## Task directions
Copy the rows between the line holding "Query: ceiling fan motor housing" and the line holding "Mark the region of every instance of the ceiling", inclusive, swapping "layout" for "format" and leaving all else unchanged.

## Supplied entries

________________________________________

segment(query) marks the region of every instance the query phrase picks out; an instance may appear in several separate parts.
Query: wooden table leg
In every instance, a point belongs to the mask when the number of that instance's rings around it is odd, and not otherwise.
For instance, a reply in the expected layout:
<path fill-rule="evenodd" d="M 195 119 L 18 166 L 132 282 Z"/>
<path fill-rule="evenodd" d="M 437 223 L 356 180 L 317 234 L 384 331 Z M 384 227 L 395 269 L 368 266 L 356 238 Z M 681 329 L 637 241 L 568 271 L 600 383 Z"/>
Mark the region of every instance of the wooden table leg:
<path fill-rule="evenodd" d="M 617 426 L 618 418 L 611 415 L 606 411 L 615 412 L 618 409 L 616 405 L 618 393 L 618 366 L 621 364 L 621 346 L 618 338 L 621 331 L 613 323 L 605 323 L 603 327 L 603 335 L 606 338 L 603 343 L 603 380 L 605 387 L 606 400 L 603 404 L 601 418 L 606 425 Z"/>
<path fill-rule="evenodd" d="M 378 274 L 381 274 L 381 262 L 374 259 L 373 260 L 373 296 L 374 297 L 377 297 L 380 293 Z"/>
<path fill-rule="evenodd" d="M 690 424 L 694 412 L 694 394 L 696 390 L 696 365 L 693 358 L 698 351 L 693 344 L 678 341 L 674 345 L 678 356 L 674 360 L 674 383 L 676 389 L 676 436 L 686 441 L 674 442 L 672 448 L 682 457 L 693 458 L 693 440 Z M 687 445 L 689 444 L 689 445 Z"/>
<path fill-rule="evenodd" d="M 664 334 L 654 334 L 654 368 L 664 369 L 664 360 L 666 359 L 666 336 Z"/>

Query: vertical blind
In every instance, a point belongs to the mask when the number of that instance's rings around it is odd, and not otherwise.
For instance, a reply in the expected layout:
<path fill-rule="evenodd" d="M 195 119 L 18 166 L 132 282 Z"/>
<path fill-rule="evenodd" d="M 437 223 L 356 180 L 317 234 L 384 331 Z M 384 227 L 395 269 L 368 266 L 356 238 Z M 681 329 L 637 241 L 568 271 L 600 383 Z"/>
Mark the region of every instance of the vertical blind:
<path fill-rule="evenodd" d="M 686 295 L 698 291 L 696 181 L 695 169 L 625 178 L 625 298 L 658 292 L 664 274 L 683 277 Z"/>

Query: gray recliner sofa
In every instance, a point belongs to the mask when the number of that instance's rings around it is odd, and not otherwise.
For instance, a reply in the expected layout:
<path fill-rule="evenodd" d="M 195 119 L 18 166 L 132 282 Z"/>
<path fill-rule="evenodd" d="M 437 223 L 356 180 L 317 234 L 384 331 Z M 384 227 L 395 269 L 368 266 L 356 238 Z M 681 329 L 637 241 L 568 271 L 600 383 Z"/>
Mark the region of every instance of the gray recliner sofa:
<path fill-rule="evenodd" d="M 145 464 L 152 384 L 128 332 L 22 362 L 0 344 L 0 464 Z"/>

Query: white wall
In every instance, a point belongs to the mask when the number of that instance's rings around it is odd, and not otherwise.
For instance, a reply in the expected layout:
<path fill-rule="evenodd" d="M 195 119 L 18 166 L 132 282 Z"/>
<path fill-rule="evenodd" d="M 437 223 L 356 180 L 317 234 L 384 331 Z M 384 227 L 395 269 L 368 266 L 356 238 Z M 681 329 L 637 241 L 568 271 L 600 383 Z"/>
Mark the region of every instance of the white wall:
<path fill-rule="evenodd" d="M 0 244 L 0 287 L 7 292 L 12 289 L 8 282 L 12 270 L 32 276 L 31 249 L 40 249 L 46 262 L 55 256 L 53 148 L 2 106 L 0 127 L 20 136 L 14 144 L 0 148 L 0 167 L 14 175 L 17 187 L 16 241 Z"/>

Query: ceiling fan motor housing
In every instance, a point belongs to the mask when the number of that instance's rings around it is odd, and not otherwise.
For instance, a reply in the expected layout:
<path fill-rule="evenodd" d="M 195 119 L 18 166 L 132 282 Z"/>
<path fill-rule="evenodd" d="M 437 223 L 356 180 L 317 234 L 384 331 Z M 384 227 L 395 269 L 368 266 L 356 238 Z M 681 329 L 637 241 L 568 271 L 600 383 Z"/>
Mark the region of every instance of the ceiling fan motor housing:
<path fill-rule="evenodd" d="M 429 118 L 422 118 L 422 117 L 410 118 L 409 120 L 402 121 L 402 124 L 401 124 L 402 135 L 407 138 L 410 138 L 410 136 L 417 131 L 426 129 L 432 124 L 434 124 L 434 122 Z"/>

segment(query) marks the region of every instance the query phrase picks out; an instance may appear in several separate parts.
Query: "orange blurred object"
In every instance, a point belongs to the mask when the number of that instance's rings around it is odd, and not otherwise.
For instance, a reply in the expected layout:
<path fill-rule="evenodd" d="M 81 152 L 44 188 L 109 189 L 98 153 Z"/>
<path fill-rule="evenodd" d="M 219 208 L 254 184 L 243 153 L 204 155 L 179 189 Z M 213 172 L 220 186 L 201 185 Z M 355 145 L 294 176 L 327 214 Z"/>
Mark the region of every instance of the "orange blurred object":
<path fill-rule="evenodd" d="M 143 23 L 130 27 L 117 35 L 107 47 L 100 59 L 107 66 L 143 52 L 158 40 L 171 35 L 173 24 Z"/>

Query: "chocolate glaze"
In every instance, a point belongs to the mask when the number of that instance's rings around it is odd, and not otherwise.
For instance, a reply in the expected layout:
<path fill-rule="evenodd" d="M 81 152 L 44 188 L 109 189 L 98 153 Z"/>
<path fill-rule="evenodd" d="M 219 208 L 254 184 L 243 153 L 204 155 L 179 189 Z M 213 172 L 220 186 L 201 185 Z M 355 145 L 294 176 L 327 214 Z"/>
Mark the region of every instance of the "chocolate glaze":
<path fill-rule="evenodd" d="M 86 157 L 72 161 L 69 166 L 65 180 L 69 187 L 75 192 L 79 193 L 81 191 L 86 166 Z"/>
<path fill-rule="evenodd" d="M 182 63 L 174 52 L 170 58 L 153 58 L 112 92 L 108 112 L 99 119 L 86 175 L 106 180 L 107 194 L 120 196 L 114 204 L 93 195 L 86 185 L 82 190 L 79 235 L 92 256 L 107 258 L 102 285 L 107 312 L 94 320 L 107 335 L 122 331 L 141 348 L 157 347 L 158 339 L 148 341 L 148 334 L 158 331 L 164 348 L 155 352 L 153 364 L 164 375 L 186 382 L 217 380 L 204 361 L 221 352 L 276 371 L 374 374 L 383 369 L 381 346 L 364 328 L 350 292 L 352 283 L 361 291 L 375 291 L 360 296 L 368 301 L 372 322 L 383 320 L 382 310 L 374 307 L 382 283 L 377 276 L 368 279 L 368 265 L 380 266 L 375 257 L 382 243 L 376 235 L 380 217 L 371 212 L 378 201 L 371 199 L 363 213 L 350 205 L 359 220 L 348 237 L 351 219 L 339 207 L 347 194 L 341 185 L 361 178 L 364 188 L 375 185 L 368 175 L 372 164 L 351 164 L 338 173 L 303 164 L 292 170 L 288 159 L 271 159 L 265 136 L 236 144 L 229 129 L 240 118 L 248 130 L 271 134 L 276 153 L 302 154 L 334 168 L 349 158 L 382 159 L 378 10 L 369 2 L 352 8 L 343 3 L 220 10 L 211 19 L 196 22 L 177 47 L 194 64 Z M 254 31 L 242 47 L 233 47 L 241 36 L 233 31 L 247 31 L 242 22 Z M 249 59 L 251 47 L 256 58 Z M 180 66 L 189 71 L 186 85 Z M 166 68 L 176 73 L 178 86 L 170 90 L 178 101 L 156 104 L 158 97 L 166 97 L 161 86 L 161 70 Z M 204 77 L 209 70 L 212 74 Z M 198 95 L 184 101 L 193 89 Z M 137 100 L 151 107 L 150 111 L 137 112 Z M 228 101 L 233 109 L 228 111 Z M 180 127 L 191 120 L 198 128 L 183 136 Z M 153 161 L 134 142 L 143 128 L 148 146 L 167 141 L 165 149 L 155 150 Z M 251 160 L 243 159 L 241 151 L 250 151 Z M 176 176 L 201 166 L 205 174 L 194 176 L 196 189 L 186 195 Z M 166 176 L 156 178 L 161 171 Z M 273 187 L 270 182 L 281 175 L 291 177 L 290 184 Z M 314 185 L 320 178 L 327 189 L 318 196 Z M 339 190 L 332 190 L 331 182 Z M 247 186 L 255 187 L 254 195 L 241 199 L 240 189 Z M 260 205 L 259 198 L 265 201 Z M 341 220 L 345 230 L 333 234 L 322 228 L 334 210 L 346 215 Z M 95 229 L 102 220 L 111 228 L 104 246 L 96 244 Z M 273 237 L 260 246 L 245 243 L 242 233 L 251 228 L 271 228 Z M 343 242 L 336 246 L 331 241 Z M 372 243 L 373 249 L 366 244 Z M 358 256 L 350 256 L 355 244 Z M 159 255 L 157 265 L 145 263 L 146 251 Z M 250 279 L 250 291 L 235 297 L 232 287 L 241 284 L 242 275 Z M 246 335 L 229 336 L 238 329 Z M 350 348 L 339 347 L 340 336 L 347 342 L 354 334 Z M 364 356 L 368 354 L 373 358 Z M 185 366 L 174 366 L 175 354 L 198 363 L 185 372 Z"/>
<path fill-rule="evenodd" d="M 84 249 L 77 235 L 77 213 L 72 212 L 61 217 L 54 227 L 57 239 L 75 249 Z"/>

________________________________________

## The solution
Query: ceiling fan motor housing
In every instance, a point belongs to the mask when the number of that instance's rings around it is odd, and not otherwise.
For instance, a reply in the expected format:
<path fill-rule="evenodd" d="M 195 119 L 18 166 L 132 282 Z"/>
<path fill-rule="evenodd" d="M 437 223 L 356 180 L 317 234 L 384 331 Z M 384 227 L 395 269 L 368 266 L 356 238 Z M 681 329 L 637 241 L 568 271 L 600 383 Z"/>
Mark the region of every instance of the ceiling fan motor housing:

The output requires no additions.